PROBLEM => List every figure reference in the beater pedal passage, in the order each first appears.

PASSAGE =>
+ + + +

In a further alternative arrangement shown in Fig 24A, belt 15 passes over the second beater pulley 232 and is attached as shown in Figs 1 to 3 between the pulley 232 and the play pedal 13. In this embodiment, the belt 15 is a stiff belt, which is most preferably a timing belt such as is known in the art. As shown in Fig 24A, the play pedal 13 has a toe-stop 238 at its end nearest the pulley 232. The belt 15 is provided with tensioning means 239. The tensioning means 239 takes up the slack in the belt 15 during operation, particularly during the over-extension of the second beater pedal 12 when the play pedal 13 is depressed. In this way, the tension in the belt exerted by the tensioning means acts to at least partially reduce the force exerted on the first beater 11 by the second beater 12 during the over-extension of the second beater 12. The tensioning means 239 is a shaped elastic insert which may take the form of a cylinder as shown in Fig 24A. Alternatively, the tensioning means may take the form of a leaf spring attached to the toe-stop 238 of the play pedal 13 as shown in Fig 24C.

Fig 24B shows an alternative arrangement wherein a tensioning force is applied to the belt 15 in a similar way as described above with reference to Fig 24A. As shown, there is provided a spring tensioning means shown generally at 240 which comprises a spring 241 attached at one end to a fixed part of the beater pedal arrangement and attached at the other end to a roller device which straddles the belt 15, allowing the belt to pass through the gap formed between the two rollers 242, 243 during depression of the play pedal 13. The tensioning means 240 applies a tension force to the belt 15 thereby reducing the force transmitted to the first beater 11.

+ + + +

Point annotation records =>

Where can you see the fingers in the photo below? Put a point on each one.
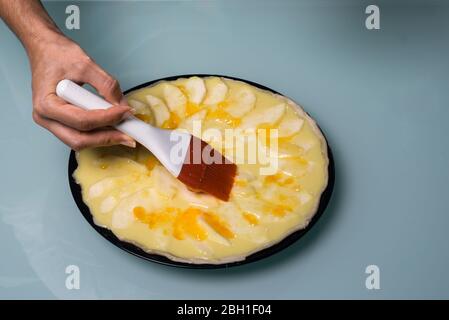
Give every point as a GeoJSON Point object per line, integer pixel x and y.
{"type": "Point", "coordinates": [78, 140]}
{"type": "Point", "coordinates": [57, 109]}
{"type": "Point", "coordinates": [106, 85]}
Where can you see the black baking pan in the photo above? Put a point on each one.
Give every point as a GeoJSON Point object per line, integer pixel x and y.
{"type": "Point", "coordinates": [131, 248]}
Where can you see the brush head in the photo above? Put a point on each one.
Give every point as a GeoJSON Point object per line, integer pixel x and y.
{"type": "Point", "coordinates": [207, 170]}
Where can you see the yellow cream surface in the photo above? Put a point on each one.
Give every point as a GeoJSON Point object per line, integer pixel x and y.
{"type": "Point", "coordinates": [129, 192]}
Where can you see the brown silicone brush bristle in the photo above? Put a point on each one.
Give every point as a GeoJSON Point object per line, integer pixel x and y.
{"type": "Point", "coordinates": [207, 170]}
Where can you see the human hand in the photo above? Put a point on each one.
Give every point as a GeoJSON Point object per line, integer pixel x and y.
{"type": "Point", "coordinates": [59, 58]}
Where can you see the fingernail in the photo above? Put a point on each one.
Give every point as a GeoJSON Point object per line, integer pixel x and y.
{"type": "Point", "coordinates": [127, 114]}
{"type": "Point", "coordinates": [124, 101]}
{"type": "Point", "coordinates": [129, 143]}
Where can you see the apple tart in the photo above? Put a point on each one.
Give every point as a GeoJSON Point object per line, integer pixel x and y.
{"type": "Point", "coordinates": [282, 171]}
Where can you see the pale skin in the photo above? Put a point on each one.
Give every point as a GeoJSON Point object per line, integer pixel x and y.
{"type": "Point", "coordinates": [54, 57]}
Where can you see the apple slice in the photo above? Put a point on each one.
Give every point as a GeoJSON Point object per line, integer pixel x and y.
{"type": "Point", "coordinates": [196, 90]}
{"type": "Point", "coordinates": [241, 101]}
{"type": "Point", "coordinates": [268, 116]}
{"type": "Point", "coordinates": [188, 122]}
{"type": "Point", "coordinates": [216, 91]}
{"type": "Point", "coordinates": [175, 99]}
{"type": "Point", "coordinates": [160, 110]}
{"type": "Point", "coordinates": [289, 126]}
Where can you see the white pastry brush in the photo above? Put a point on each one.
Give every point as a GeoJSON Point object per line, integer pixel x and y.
{"type": "Point", "coordinates": [186, 157]}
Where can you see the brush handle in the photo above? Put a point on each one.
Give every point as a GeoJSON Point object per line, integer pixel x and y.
{"type": "Point", "coordinates": [80, 97]}
{"type": "Point", "coordinates": [156, 140]}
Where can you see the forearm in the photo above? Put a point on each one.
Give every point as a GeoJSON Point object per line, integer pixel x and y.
{"type": "Point", "coordinates": [29, 21]}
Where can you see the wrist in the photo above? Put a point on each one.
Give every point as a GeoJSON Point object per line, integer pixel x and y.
{"type": "Point", "coordinates": [39, 38]}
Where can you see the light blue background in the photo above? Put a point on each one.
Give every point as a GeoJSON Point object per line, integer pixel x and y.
{"type": "Point", "coordinates": [380, 96]}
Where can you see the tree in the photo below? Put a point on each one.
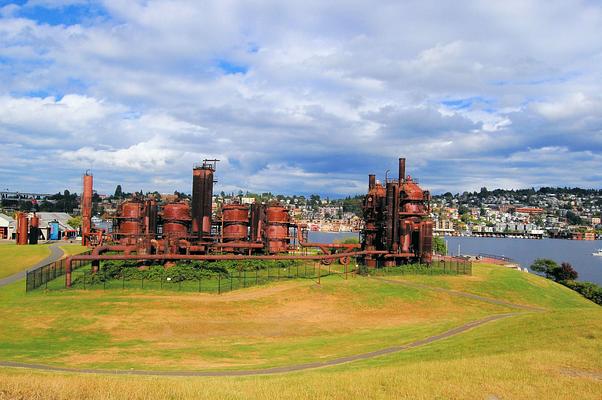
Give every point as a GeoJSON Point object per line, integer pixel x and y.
{"type": "Point", "coordinates": [552, 270]}
{"type": "Point", "coordinates": [544, 266]}
{"type": "Point", "coordinates": [573, 218]}
{"type": "Point", "coordinates": [566, 272]}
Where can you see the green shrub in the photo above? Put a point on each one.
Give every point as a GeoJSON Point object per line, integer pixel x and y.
{"type": "Point", "coordinates": [588, 290]}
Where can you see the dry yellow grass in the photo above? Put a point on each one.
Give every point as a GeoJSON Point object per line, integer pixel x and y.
{"type": "Point", "coordinates": [548, 355]}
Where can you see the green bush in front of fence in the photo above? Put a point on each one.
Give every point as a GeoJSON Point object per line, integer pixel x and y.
{"type": "Point", "coordinates": [191, 276]}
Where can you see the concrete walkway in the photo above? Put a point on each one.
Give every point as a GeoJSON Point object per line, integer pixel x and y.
{"type": "Point", "coordinates": [55, 254]}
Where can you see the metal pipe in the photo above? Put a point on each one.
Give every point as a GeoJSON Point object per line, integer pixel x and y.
{"type": "Point", "coordinates": [402, 169]}
{"type": "Point", "coordinates": [86, 207]}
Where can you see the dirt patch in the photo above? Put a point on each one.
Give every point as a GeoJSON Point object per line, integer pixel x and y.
{"type": "Point", "coordinates": [578, 373]}
{"type": "Point", "coordinates": [276, 312]}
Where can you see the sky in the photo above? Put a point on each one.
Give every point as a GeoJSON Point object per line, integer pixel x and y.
{"type": "Point", "coordinates": [300, 97]}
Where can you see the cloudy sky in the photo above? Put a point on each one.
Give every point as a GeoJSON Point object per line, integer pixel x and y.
{"type": "Point", "coordinates": [300, 96]}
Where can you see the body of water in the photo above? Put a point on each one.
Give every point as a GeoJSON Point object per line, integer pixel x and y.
{"type": "Point", "coordinates": [523, 251]}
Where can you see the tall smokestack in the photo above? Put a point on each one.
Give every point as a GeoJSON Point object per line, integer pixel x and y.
{"type": "Point", "coordinates": [402, 169]}
{"type": "Point", "coordinates": [22, 228]}
{"type": "Point", "coordinates": [202, 196]}
{"type": "Point", "coordinates": [371, 181]}
{"type": "Point", "coordinates": [86, 206]}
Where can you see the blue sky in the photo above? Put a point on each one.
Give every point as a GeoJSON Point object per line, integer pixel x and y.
{"type": "Point", "coordinates": [300, 97]}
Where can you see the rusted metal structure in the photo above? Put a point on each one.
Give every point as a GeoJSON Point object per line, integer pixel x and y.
{"type": "Point", "coordinates": [202, 194]}
{"type": "Point", "coordinates": [22, 228]}
{"type": "Point", "coordinates": [86, 208]}
{"type": "Point", "coordinates": [34, 229]}
{"type": "Point", "coordinates": [397, 220]}
{"type": "Point", "coordinates": [397, 228]}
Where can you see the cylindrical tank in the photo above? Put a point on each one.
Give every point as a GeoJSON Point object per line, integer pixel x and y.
{"type": "Point", "coordinates": [131, 221]}
{"type": "Point", "coordinates": [34, 230]}
{"type": "Point", "coordinates": [202, 196]}
{"type": "Point", "coordinates": [236, 222]}
{"type": "Point", "coordinates": [131, 209]}
{"type": "Point", "coordinates": [86, 207]}
{"type": "Point", "coordinates": [276, 230]}
{"type": "Point", "coordinates": [174, 229]}
{"type": "Point", "coordinates": [176, 217]}
{"type": "Point", "coordinates": [54, 230]}
{"type": "Point", "coordinates": [150, 217]}
{"type": "Point", "coordinates": [131, 228]}
{"type": "Point", "coordinates": [23, 228]}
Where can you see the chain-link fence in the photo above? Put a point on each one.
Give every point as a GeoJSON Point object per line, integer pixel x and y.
{"type": "Point", "coordinates": [41, 276]}
{"type": "Point", "coordinates": [211, 278]}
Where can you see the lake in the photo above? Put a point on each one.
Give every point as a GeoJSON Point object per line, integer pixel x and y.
{"type": "Point", "coordinates": [523, 251]}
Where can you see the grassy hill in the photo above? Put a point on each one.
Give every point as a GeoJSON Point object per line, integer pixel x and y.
{"type": "Point", "coordinates": [551, 350]}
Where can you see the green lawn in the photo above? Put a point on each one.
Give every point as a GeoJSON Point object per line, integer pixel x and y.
{"type": "Point", "coordinates": [555, 353]}
{"type": "Point", "coordinates": [15, 258]}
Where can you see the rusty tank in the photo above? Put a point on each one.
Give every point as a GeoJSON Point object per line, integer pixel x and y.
{"type": "Point", "coordinates": [236, 222]}
{"type": "Point", "coordinates": [86, 207]}
{"type": "Point", "coordinates": [396, 220]}
{"type": "Point", "coordinates": [130, 221]}
{"type": "Point", "coordinates": [34, 229]}
{"type": "Point", "coordinates": [202, 198]}
{"type": "Point", "coordinates": [176, 219]}
{"type": "Point", "coordinates": [277, 228]}
{"type": "Point", "coordinates": [22, 228]}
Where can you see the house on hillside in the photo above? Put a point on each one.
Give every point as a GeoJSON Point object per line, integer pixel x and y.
{"type": "Point", "coordinates": [65, 231]}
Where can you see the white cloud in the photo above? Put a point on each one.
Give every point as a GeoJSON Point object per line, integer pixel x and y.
{"type": "Point", "coordinates": [332, 91]}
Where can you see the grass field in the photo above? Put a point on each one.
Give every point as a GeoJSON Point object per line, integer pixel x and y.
{"type": "Point", "coordinates": [15, 258]}
{"type": "Point", "coordinates": [551, 354]}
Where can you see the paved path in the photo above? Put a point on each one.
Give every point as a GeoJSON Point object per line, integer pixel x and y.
{"type": "Point", "coordinates": [314, 365]}
{"type": "Point", "coordinates": [55, 254]}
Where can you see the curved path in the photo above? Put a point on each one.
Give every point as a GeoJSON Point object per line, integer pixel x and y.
{"type": "Point", "coordinates": [56, 253]}
{"type": "Point", "coordinates": [314, 365]}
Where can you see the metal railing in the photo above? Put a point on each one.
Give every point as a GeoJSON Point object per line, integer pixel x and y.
{"type": "Point", "coordinates": [40, 276]}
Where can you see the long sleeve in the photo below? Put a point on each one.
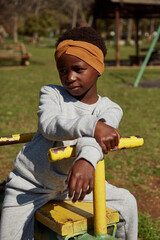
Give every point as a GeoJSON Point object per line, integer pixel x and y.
{"type": "Point", "coordinates": [55, 125]}
{"type": "Point", "coordinates": [109, 112]}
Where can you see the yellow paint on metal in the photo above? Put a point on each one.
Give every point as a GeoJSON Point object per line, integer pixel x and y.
{"type": "Point", "coordinates": [130, 142]}
{"type": "Point", "coordinates": [67, 218]}
{"type": "Point", "coordinates": [59, 153]}
{"type": "Point", "coordinates": [100, 221]}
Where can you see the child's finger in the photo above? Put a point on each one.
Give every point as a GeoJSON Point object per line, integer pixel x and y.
{"type": "Point", "coordinates": [83, 192]}
{"type": "Point", "coordinates": [77, 190]}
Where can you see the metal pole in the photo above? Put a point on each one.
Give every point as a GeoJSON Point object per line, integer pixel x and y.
{"type": "Point", "coordinates": [147, 58]}
{"type": "Point", "coordinates": [117, 37]}
{"type": "Point", "coordinates": [99, 194]}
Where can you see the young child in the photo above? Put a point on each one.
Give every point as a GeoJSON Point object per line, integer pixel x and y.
{"type": "Point", "coordinates": [72, 114]}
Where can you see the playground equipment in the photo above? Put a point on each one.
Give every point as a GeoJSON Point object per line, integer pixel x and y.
{"type": "Point", "coordinates": [67, 220]}
{"type": "Point", "coordinates": [136, 83]}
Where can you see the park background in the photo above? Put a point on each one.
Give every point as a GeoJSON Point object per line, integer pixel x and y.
{"type": "Point", "coordinates": [38, 25]}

+ + + +

FULL SOLUTION => Fig 24A, Figs 1 to 3, Fig 24C, Fig 24B